** start **

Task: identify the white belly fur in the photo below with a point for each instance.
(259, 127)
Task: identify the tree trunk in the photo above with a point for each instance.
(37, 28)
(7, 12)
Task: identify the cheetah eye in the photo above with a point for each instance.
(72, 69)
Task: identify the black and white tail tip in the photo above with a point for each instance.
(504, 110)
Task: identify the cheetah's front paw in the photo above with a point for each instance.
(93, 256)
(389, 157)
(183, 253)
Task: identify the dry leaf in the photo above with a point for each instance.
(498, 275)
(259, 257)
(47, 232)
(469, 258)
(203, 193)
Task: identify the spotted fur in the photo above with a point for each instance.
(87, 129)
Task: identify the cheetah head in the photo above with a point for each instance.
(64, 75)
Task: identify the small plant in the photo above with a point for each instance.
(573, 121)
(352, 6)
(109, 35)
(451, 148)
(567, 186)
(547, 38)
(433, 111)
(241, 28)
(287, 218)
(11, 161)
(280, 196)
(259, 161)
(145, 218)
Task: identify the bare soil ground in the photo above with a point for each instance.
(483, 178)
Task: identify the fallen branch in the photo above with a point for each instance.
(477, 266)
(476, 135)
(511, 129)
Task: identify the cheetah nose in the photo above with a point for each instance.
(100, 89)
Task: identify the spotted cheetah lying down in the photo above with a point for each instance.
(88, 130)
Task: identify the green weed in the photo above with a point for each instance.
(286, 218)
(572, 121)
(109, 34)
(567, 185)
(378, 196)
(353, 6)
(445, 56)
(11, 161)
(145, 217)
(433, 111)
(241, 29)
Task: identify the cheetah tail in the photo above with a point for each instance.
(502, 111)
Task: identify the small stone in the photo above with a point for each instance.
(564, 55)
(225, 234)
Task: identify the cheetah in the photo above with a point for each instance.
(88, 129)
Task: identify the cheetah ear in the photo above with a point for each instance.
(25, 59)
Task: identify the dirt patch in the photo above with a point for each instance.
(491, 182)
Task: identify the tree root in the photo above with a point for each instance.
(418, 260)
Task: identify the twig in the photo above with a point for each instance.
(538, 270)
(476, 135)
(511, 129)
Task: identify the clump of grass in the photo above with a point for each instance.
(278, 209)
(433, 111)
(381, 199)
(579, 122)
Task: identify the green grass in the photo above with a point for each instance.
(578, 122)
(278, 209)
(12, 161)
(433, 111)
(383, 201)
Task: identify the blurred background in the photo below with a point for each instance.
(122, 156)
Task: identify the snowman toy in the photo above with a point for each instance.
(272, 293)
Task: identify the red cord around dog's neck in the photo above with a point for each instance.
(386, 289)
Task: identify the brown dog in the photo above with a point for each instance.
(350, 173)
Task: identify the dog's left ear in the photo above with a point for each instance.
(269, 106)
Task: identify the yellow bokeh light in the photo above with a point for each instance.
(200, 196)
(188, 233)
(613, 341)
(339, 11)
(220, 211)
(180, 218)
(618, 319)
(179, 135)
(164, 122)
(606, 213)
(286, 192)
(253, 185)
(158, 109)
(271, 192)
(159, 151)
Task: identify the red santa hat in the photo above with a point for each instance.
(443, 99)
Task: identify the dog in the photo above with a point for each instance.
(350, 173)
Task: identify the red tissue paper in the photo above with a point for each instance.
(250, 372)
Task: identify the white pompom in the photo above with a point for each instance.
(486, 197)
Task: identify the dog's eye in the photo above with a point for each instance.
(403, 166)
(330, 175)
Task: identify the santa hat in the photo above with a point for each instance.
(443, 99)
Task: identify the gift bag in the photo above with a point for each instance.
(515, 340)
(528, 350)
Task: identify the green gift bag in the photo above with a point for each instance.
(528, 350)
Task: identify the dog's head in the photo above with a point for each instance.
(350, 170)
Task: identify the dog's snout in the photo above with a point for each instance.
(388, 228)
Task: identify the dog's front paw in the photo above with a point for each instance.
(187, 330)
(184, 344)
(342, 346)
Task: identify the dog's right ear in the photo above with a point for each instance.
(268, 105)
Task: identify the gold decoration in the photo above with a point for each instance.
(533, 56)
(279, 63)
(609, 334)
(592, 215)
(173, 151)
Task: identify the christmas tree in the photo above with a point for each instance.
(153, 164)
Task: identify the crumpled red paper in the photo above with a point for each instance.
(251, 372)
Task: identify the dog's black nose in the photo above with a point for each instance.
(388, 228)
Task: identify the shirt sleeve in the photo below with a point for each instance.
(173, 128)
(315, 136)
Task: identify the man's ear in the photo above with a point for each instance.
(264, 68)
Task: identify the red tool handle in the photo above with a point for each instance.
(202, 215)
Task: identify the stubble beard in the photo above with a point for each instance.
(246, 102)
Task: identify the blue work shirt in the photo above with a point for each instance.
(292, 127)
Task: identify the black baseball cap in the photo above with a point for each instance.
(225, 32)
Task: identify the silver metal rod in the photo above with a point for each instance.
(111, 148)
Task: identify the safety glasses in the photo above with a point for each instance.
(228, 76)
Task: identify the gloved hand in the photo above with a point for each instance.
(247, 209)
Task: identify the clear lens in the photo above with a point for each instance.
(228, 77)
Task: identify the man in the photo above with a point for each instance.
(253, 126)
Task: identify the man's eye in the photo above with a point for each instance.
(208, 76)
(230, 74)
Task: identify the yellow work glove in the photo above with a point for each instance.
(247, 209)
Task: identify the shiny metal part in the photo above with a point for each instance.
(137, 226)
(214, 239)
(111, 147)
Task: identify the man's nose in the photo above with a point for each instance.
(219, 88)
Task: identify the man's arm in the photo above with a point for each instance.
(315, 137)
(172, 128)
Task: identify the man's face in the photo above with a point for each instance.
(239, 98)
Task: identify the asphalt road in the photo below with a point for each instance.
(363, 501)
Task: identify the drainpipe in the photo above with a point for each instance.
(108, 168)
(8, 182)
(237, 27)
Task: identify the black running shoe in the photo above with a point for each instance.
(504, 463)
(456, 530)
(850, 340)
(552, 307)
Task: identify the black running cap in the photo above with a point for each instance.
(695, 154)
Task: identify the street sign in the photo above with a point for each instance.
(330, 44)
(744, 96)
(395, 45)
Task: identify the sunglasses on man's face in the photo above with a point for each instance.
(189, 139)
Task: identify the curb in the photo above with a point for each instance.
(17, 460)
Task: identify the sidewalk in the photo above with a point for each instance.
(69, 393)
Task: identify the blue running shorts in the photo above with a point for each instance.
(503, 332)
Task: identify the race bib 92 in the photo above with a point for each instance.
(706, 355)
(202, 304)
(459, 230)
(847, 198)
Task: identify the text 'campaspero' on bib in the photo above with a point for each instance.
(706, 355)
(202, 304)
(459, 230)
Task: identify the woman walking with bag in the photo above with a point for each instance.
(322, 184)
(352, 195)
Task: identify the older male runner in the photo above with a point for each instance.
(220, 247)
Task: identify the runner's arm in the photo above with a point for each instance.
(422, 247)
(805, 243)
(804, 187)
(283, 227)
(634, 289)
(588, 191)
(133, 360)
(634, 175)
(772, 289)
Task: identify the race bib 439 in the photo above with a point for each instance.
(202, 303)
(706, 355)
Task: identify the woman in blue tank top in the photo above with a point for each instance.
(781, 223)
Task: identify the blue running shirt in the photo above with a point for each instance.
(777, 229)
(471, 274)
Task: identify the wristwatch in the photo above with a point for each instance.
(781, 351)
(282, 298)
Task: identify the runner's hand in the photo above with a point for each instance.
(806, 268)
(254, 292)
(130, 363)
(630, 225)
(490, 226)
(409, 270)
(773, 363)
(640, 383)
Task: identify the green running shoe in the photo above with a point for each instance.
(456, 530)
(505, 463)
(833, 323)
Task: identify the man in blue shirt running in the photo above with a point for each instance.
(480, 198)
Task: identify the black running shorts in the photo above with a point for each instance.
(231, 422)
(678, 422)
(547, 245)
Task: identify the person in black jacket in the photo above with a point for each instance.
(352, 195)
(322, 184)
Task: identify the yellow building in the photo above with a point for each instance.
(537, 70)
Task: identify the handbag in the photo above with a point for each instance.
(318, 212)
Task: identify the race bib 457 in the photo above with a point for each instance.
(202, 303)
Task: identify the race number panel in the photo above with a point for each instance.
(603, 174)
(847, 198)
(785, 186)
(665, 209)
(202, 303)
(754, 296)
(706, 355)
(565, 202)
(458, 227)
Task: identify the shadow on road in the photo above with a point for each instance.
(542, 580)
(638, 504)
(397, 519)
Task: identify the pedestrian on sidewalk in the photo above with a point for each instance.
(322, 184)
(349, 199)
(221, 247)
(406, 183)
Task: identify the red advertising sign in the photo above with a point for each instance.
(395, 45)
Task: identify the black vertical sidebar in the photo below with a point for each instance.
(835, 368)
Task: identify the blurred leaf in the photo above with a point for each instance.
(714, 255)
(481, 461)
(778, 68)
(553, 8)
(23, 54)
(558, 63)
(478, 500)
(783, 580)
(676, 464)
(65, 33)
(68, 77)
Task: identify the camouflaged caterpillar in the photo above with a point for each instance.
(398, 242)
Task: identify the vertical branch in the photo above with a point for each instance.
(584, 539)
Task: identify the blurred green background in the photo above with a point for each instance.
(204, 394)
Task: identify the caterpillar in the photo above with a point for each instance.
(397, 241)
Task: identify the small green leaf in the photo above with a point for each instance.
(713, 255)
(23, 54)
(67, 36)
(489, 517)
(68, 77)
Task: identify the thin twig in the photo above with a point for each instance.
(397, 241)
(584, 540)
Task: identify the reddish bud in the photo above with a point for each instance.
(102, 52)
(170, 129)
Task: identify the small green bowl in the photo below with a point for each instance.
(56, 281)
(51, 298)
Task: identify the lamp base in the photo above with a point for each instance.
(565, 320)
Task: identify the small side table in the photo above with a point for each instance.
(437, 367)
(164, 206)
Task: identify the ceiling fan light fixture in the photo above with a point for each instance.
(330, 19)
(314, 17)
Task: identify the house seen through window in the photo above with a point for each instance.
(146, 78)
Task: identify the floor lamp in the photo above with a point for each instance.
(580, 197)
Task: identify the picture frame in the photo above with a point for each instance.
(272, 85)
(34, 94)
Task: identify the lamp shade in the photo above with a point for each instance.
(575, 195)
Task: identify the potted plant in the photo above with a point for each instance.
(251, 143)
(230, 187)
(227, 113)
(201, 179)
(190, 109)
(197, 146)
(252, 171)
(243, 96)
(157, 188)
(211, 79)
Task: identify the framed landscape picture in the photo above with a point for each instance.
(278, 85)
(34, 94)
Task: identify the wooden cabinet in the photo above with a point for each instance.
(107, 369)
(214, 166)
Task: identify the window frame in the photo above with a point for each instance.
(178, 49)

** end **

Take the line with "Task: identify the house" and all lines after it through the end of the records, and write them out exactly; include nothing else.

Final result:
Task: identify the house seen through window in the photo above with a point for each instance.
(146, 78)
Task: identify the floor lamp in the photo above with a point for each instance.
(580, 197)
Task: identify the picture frame in the photo above with a point for each instance.
(272, 85)
(34, 94)
Task: identify the lamp shade in the photo above with a point for each instance.
(575, 195)
Task: identify the potted plant in the photo above with a point for each instance.
(251, 143)
(230, 187)
(227, 113)
(201, 179)
(190, 109)
(197, 146)
(252, 171)
(243, 96)
(157, 188)
(211, 79)
Task: identify the framed landscape picture in the photo above with a point for each instance.
(278, 85)
(34, 94)
Task: identify the wooden cabinet in the photo above with a point for each instance.
(107, 369)
(214, 166)
Task: identify the window frame in the photo above with a point for each instance.
(178, 49)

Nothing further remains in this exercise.